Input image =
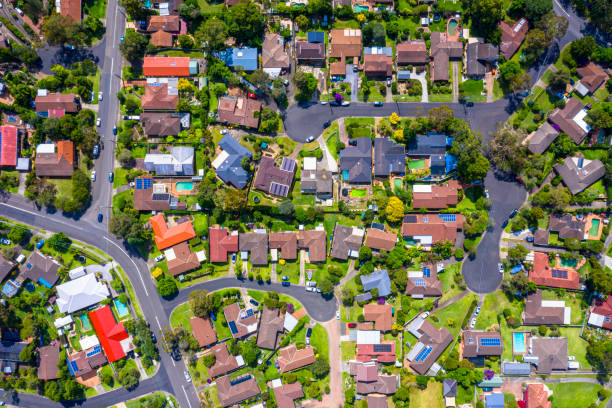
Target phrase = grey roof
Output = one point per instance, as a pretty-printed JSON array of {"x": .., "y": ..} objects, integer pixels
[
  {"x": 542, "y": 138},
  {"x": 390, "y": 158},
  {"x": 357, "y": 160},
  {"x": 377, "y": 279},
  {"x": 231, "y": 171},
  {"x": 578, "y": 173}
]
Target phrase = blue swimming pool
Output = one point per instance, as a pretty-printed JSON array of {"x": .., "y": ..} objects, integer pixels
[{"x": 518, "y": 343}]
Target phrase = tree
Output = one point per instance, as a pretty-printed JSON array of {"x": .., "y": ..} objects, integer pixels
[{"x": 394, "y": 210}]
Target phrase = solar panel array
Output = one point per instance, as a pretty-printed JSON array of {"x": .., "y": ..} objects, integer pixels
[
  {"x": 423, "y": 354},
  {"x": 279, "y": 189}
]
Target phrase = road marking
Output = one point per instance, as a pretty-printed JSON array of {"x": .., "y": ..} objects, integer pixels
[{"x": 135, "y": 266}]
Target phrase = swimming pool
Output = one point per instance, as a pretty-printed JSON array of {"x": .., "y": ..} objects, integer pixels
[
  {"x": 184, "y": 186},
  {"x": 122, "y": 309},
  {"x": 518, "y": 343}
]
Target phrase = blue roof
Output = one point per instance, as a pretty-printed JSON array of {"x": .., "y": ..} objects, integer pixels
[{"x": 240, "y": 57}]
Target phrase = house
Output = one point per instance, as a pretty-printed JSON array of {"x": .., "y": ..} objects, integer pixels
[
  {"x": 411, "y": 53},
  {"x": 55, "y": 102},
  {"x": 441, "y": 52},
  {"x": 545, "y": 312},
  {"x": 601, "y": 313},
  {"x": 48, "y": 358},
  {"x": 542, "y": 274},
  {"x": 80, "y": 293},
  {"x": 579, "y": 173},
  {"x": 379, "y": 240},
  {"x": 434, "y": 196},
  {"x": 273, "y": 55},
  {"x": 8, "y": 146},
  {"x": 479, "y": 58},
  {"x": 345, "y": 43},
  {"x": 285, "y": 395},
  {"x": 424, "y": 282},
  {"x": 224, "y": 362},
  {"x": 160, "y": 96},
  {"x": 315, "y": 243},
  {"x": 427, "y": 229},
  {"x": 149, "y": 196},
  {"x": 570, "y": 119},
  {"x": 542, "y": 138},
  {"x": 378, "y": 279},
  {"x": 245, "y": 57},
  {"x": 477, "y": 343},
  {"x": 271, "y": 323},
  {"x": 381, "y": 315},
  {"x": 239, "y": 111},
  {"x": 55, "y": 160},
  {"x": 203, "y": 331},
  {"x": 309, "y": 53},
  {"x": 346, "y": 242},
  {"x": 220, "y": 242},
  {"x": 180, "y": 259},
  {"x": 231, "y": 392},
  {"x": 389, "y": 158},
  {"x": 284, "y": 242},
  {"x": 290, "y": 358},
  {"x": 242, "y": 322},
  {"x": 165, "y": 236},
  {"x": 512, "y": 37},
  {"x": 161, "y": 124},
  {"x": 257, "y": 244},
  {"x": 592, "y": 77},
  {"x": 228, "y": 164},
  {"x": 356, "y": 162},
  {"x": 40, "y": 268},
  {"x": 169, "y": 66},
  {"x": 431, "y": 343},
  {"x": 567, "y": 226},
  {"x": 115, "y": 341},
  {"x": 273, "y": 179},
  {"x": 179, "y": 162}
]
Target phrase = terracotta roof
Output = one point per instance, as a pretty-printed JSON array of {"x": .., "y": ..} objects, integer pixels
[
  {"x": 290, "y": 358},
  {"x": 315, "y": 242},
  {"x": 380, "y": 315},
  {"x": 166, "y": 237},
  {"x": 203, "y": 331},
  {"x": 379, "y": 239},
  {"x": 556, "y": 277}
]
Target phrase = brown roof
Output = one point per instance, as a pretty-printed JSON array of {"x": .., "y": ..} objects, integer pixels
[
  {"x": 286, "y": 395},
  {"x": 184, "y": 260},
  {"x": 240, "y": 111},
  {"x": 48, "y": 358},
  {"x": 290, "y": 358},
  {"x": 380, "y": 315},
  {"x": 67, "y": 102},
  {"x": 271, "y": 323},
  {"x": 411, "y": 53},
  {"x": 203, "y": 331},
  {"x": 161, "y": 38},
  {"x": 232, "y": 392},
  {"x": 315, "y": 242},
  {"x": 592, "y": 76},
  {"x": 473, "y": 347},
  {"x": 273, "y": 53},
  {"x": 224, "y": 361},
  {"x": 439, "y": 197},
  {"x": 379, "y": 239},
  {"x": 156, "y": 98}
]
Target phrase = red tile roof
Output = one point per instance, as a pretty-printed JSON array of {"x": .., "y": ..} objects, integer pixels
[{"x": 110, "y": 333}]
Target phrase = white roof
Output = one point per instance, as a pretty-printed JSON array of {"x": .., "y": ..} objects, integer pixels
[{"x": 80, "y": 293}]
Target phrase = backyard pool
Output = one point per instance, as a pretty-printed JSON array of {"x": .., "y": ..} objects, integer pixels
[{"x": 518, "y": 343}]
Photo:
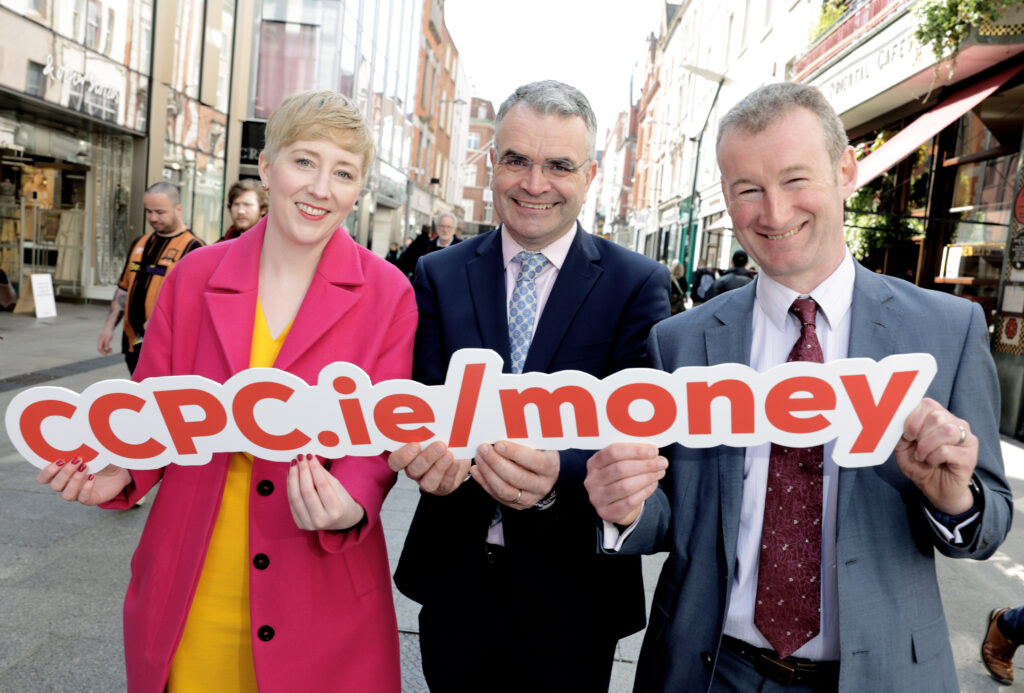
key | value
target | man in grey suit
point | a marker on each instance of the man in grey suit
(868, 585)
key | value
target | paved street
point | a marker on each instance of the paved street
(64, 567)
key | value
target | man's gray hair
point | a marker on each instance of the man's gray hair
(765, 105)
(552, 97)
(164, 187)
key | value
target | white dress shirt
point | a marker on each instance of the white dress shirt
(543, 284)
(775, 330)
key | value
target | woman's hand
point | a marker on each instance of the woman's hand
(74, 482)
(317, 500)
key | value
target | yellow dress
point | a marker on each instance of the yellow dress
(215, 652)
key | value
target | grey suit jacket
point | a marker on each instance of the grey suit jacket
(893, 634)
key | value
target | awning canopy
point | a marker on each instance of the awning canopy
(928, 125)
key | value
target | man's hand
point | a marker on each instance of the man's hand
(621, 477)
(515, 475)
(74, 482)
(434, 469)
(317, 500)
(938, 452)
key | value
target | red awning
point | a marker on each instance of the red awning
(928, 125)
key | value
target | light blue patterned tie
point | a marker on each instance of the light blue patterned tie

##############################

The listing above must be printed again exactly, minus its pictures.

Input image =
Target phrase = grey roof
Output = one point per instance, as a pretty-printed JSON array of {"x": .., "y": ..} objects, integer pixels
[
  {"x": 542, "y": 138},
  {"x": 390, "y": 158},
  {"x": 357, "y": 160},
  {"x": 377, "y": 279},
  {"x": 231, "y": 171},
  {"x": 578, "y": 173}
]
Target phrase = blue swimming pool
Output = one point per instance, as a pretty-printed JSON array of {"x": .., "y": ..} objects, integer pixels
[{"x": 518, "y": 343}]
Target phrase = tree
Output = one point per instance, as a pretty-printed JSON array of {"x": .., "y": ..} objects, integer pixels
[{"x": 394, "y": 210}]
Target phrase = solar panel array
Output = one point per instance, as a pretty-printed JSON array of {"x": .., "y": ..} objects, integer pixels
[
  {"x": 423, "y": 354},
  {"x": 279, "y": 189}
]
Target phrase = road marking
Output = one point per instance, as a pretty-printed JSON array of {"x": .., "y": ..} objects, integer pixels
[{"x": 135, "y": 266}]
Target phrase = swimming pool
Output = one point per instance, as a pretty-printed JSON array of {"x": .., "y": ..} objects, integer pixels
[
  {"x": 184, "y": 186},
  {"x": 122, "y": 309},
  {"x": 518, "y": 343}
]
Target phrase = blue roof
Output = one point per instance, as a pretty-printed JSON array of {"x": .., "y": ..} objects, integer pixels
[{"x": 240, "y": 57}]
Target phrase = house
Output = one point per instance, as a pretty-printed JSON array of {"x": .., "y": ..} objects, integer pixels
[
  {"x": 411, "y": 53},
  {"x": 55, "y": 102},
  {"x": 441, "y": 52},
  {"x": 545, "y": 312},
  {"x": 601, "y": 313},
  {"x": 48, "y": 358},
  {"x": 542, "y": 274},
  {"x": 80, "y": 293},
  {"x": 579, "y": 173},
  {"x": 379, "y": 240},
  {"x": 434, "y": 196},
  {"x": 273, "y": 55},
  {"x": 8, "y": 146},
  {"x": 479, "y": 58},
  {"x": 345, "y": 43},
  {"x": 285, "y": 395},
  {"x": 424, "y": 282},
  {"x": 224, "y": 362},
  {"x": 160, "y": 96},
  {"x": 315, "y": 243},
  {"x": 427, "y": 229},
  {"x": 149, "y": 196},
  {"x": 570, "y": 119},
  {"x": 542, "y": 138},
  {"x": 378, "y": 279},
  {"x": 245, "y": 57},
  {"x": 477, "y": 343},
  {"x": 271, "y": 323},
  {"x": 381, "y": 315},
  {"x": 239, "y": 111},
  {"x": 55, "y": 160},
  {"x": 203, "y": 331},
  {"x": 309, "y": 53},
  {"x": 346, "y": 242},
  {"x": 220, "y": 242},
  {"x": 180, "y": 259},
  {"x": 231, "y": 392},
  {"x": 389, "y": 158},
  {"x": 284, "y": 242},
  {"x": 290, "y": 358},
  {"x": 242, "y": 322},
  {"x": 165, "y": 236},
  {"x": 512, "y": 37},
  {"x": 161, "y": 124},
  {"x": 257, "y": 244},
  {"x": 592, "y": 77},
  {"x": 228, "y": 164},
  {"x": 356, "y": 162},
  {"x": 40, "y": 268},
  {"x": 169, "y": 66},
  {"x": 431, "y": 343},
  {"x": 567, "y": 226},
  {"x": 115, "y": 341},
  {"x": 273, "y": 179},
  {"x": 179, "y": 162}
]
Target phrase = terracotta roof
Output = one point per instance, as a pretty-printed JSON array of {"x": .., "y": ..} objects, integer pixels
[
  {"x": 290, "y": 358},
  {"x": 315, "y": 242},
  {"x": 380, "y": 315},
  {"x": 166, "y": 237},
  {"x": 203, "y": 331},
  {"x": 379, "y": 239},
  {"x": 556, "y": 277}
]
Target phrase = brown roof
Output = one point per instance, as a pretty-printed JSON array of {"x": .., "y": ..} objects, integer pixels
[
  {"x": 286, "y": 395},
  {"x": 184, "y": 260},
  {"x": 240, "y": 111},
  {"x": 48, "y": 358},
  {"x": 290, "y": 358},
  {"x": 380, "y": 315},
  {"x": 67, "y": 102},
  {"x": 271, "y": 323},
  {"x": 411, "y": 53},
  {"x": 203, "y": 331},
  {"x": 161, "y": 38},
  {"x": 232, "y": 392},
  {"x": 315, "y": 242},
  {"x": 592, "y": 76},
  {"x": 473, "y": 347},
  {"x": 273, "y": 53},
  {"x": 224, "y": 361},
  {"x": 439, "y": 197},
  {"x": 379, "y": 239},
  {"x": 156, "y": 98}
]
Target phrase = red tile roof
Output = one point per instance, as a pretty-printed JSON array of {"x": .., "y": ..} objects, integer pixels
[{"x": 110, "y": 333}]
Target phrase = white roof
Output = one point per instance, as a pretty-printed JSON array of {"x": .., "y": ..} objects, integer pixels
[{"x": 80, "y": 293}]
Target phrase = backyard pool
Output = one point per instance, as a pretty-printed JSON array of {"x": .., "y": ..} objects, integer pixels
[{"x": 518, "y": 343}]
Photo:
key | value
target | man in grey suit
point | a marker on each instance of the man in grey suit
(868, 585)
key | value
target | paved street
point | a marker on each instance of the paved street
(64, 567)
key | value
target | man's gray hair
point | a marker on each instance of the man's gray hair
(765, 105)
(552, 97)
(164, 187)
key | value
target | white dress shirt
point | a marker on each instance of the white dress shirt
(543, 284)
(775, 330)
key | value
target | woman's hand
point | a marker on each instance of the woman's hand
(74, 482)
(317, 500)
key | value
target | yellow dress
point | a marker on each instance of the yellow dress
(215, 652)
key | value
target | grey suit jacket
point | a marker on each instance of the grey suit jacket
(893, 634)
key | value
target | awning canopy
point | a marker on each instance of the awning canopy
(928, 125)
key | value
target | man's hand
point | a marker on each instance of the man's hand
(621, 477)
(515, 475)
(74, 482)
(434, 469)
(317, 500)
(938, 452)
key | value
target | red awning
point | a marker on each instance of the red awning
(928, 125)
key | value
target | light blue patterned tie
point | a marker on each instance of the light blue patterned tie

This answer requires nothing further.